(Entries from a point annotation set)
________

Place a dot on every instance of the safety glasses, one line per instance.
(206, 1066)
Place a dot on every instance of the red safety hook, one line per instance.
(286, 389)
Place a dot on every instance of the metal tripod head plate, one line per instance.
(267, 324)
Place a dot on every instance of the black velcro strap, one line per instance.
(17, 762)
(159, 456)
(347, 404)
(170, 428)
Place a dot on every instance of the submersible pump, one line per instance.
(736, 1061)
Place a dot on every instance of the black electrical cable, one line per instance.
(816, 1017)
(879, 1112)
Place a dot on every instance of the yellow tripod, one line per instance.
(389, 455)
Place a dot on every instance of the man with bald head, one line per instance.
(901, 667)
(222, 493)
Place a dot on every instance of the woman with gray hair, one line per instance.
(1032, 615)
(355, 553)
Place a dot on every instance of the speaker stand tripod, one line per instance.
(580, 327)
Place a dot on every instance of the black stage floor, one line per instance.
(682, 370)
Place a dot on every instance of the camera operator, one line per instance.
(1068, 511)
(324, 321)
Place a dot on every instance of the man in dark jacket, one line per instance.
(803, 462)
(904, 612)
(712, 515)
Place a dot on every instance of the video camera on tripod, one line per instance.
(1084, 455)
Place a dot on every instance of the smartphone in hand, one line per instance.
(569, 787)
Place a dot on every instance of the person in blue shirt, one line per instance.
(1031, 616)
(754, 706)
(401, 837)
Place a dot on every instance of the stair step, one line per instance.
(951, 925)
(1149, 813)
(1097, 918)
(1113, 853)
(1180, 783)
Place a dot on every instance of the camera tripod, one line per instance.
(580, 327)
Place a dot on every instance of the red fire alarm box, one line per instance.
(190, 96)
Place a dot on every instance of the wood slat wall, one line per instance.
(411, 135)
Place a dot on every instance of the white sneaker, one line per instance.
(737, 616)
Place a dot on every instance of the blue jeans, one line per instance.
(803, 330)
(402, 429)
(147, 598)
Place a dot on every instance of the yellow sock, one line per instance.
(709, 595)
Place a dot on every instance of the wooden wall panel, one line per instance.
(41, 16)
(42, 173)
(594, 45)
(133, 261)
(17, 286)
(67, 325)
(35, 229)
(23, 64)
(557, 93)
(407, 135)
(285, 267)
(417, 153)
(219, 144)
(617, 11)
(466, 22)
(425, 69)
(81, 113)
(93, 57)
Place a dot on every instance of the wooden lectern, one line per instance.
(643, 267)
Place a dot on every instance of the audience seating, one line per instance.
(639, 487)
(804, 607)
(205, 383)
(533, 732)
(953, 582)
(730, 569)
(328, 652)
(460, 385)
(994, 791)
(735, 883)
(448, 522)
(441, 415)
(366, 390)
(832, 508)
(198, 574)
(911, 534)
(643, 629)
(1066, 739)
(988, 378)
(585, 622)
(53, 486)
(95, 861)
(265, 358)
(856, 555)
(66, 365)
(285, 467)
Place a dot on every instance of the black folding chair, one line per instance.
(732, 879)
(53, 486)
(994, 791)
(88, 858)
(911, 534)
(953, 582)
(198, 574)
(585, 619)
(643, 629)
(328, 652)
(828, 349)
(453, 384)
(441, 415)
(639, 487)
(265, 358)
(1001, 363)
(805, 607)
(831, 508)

________

> _The problem_:
Format the lines above as a JSON list of strings, one string per line and no blank lines. Begin with the line containing "Place a dot on every instance of the white" and continue through the last line.

> _Solution for this task_:
[
  "Place a dot on every instance of the white sneaker, one line per instance.",
  "(737, 616)",
  "Place a dot on every instance of the blue jeans, one line per instance.",
  "(803, 330)",
  "(402, 429)",
  "(147, 598)",
  "Place a dot on every instance of the yellow sock, one line per instance.",
  "(709, 595)",
  "Place a dot on every instance of the wooden wall panel, one line per instance.",
  "(41, 16)",
  "(42, 173)",
  "(594, 45)",
  "(133, 261)",
  "(17, 286)",
  "(67, 325)",
  "(35, 229)",
  "(23, 64)",
  "(557, 93)",
  "(407, 135)",
  "(285, 267)",
  "(417, 153)",
  "(219, 144)",
  "(617, 11)",
  "(466, 22)",
  "(425, 69)",
  "(81, 113)",
  "(93, 57)",
  "Place a dot on every instance of the wooden lectern, one line per instance.",
  "(643, 267)",
  "Place a dot on every instance of the audience seating, one line per instance.",
  "(639, 487)",
  "(804, 607)",
  "(205, 383)",
  "(533, 732)",
  "(953, 582)",
  "(730, 569)",
  "(328, 652)",
  "(460, 385)",
  "(994, 791)",
  "(735, 883)",
  "(448, 522)",
  "(441, 415)",
  "(366, 390)",
  "(832, 508)",
  "(198, 574)",
  "(911, 534)",
  "(643, 629)",
  "(1066, 739)",
  "(988, 378)",
  "(585, 622)",
  "(53, 486)",
  "(95, 861)",
  "(265, 358)",
  "(856, 555)",
  "(66, 365)",
  "(285, 467)",
  "Place a dot on every instance of the black folding chair, one line per instance.",
  "(732, 879)",
  "(53, 486)",
  "(994, 791)",
  "(88, 858)",
  "(911, 534)",
  "(953, 582)",
  "(198, 574)",
  "(585, 619)",
  "(643, 629)",
  "(328, 652)",
  "(828, 349)",
  "(453, 384)",
  "(441, 415)",
  "(639, 487)",
  "(265, 358)",
  "(1001, 363)",
  "(805, 607)",
  "(831, 508)"
]